*What to do*.
Read the lines of the data below and retrieve those with "target".
BEGIN
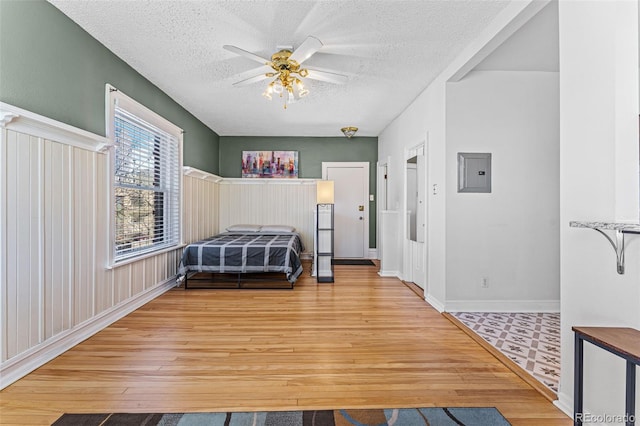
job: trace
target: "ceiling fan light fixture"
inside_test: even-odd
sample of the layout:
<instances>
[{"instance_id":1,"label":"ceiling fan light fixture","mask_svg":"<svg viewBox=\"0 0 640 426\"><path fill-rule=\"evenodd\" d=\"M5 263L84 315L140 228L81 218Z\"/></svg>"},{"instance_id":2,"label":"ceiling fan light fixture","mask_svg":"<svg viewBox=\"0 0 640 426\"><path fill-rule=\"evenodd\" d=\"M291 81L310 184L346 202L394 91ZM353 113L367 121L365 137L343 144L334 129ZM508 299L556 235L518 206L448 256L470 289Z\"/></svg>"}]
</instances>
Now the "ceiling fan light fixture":
<instances>
[{"instance_id":1,"label":"ceiling fan light fixture","mask_svg":"<svg viewBox=\"0 0 640 426\"><path fill-rule=\"evenodd\" d=\"M273 91L275 93L277 93L278 95L282 93L282 82L280 80L276 80L275 82L271 83L273 84ZM271 84L269 86L271 86Z\"/></svg>"},{"instance_id":2,"label":"ceiling fan light fixture","mask_svg":"<svg viewBox=\"0 0 640 426\"><path fill-rule=\"evenodd\" d=\"M299 78L296 78L296 89L298 90L298 96L301 98L309 94L309 91L304 87L304 84Z\"/></svg>"},{"instance_id":3,"label":"ceiling fan light fixture","mask_svg":"<svg viewBox=\"0 0 640 426\"><path fill-rule=\"evenodd\" d=\"M355 135L356 132L358 131L358 128L354 127L354 126L347 126L347 127L343 127L342 129L340 129L340 131L342 131L342 133L344 133L344 135L347 137L347 139L351 139L351 137L353 135Z\"/></svg>"},{"instance_id":4,"label":"ceiling fan light fixture","mask_svg":"<svg viewBox=\"0 0 640 426\"><path fill-rule=\"evenodd\" d=\"M268 100L271 100L272 99L272 97L271 97L272 93L273 93L273 83L269 83L267 88L264 89L264 92L262 92L262 96L264 96Z\"/></svg>"},{"instance_id":5,"label":"ceiling fan light fixture","mask_svg":"<svg viewBox=\"0 0 640 426\"><path fill-rule=\"evenodd\" d=\"M346 75L329 70L311 68L310 71L308 68L300 67L304 61L322 47L322 42L313 36L308 36L295 50L292 46L279 46L280 50L271 55L271 60L236 46L224 45L222 47L237 55L260 62L262 65L255 70L258 71L256 75L238 81L233 84L234 86L241 87L257 81L273 79L264 93L262 93L262 96L271 100L273 93L275 93L280 98L283 98L285 109L287 108L287 102L293 103L309 94L309 90L304 87L300 80L301 78L309 77L312 80L327 81L335 84L344 84L348 79Z\"/></svg>"}]
</instances>

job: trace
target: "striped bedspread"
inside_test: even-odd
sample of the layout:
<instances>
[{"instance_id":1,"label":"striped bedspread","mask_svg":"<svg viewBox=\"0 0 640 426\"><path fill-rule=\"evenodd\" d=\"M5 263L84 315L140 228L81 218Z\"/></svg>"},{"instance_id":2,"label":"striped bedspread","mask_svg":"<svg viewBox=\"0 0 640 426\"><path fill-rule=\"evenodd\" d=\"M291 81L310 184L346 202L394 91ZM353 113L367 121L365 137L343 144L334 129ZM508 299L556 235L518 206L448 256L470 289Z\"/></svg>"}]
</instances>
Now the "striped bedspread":
<instances>
[{"instance_id":1,"label":"striped bedspread","mask_svg":"<svg viewBox=\"0 0 640 426\"><path fill-rule=\"evenodd\" d=\"M282 272L294 283L302 273L300 235L225 232L189 244L178 267L178 280L189 272Z\"/></svg>"}]
</instances>

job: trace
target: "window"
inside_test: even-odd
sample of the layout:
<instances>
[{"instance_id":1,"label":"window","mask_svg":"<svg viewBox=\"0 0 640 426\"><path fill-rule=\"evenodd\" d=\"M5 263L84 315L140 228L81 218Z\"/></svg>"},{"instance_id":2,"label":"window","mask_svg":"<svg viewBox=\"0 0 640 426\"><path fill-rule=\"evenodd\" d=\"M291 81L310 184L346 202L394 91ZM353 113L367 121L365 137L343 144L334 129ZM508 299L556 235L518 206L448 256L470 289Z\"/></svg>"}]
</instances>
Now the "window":
<instances>
[{"instance_id":1,"label":"window","mask_svg":"<svg viewBox=\"0 0 640 426\"><path fill-rule=\"evenodd\" d=\"M114 263L180 244L182 131L108 87Z\"/></svg>"}]
</instances>

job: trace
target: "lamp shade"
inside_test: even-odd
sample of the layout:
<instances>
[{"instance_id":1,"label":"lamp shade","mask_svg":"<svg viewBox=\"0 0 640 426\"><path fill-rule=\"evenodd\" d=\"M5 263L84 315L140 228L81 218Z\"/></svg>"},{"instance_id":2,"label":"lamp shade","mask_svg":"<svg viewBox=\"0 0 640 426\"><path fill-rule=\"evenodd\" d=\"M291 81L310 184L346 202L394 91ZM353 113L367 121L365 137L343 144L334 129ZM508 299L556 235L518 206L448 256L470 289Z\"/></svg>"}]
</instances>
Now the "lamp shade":
<instances>
[{"instance_id":1,"label":"lamp shade","mask_svg":"<svg viewBox=\"0 0 640 426\"><path fill-rule=\"evenodd\" d=\"M319 180L316 183L316 204L333 204L332 180Z\"/></svg>"}]
</instances>

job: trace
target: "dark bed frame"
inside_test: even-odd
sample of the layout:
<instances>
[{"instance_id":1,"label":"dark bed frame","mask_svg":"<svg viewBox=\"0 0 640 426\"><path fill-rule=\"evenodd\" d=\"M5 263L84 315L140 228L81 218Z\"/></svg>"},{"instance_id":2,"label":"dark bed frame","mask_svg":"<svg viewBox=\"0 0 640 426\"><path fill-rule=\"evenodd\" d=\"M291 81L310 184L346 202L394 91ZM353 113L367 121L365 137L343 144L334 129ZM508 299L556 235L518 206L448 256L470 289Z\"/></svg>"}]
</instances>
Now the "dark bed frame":
<instances>
[{"instance_id":1,"label":"dark bed frame","mask_svg":"<svg viewBox=\"0 0 640 426\"><path fill-rule=\"evenodd\" d=\"M210 275L210 278L193 278L196 275L205 275L208 274ZM278 272L191 272L191 278L189 277L189 273L185 274L184 276L184 289L188 290L189 289L189 281L196 281L196 282L208 282L208 283L220 283L220 284L235 284L235 286L231 287L231 286L209 286L209 287L205 287L205 286L196 286L196 287L191 287L192 289L220 289L220 290L224 290L224 289L252 289L252 290L258 290L258 289L289 289L289 290L293 290L293 287L295 285L295 283L289 282L289 280L287 280L286 278L286 274L284 274L284 279L282 278L276 278L279 276L282 276L282 273L278 273ZM224 276L226 277L226 279L223 279L221 281L216 281L215 278L216 276ZM235 279L234 279L235 277ZM284 286L251 286L251 287L246 287L244 284L247 283L255 283L255 282L286 282L289 286L288 287L284 287Z\"/></svg>"}]
</instances>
END
*Reply*.
target: "ceiling fan light fixture"
target: "striped bedspread"
target: "window"
target: "lamp shade"
target: "dark bed frame"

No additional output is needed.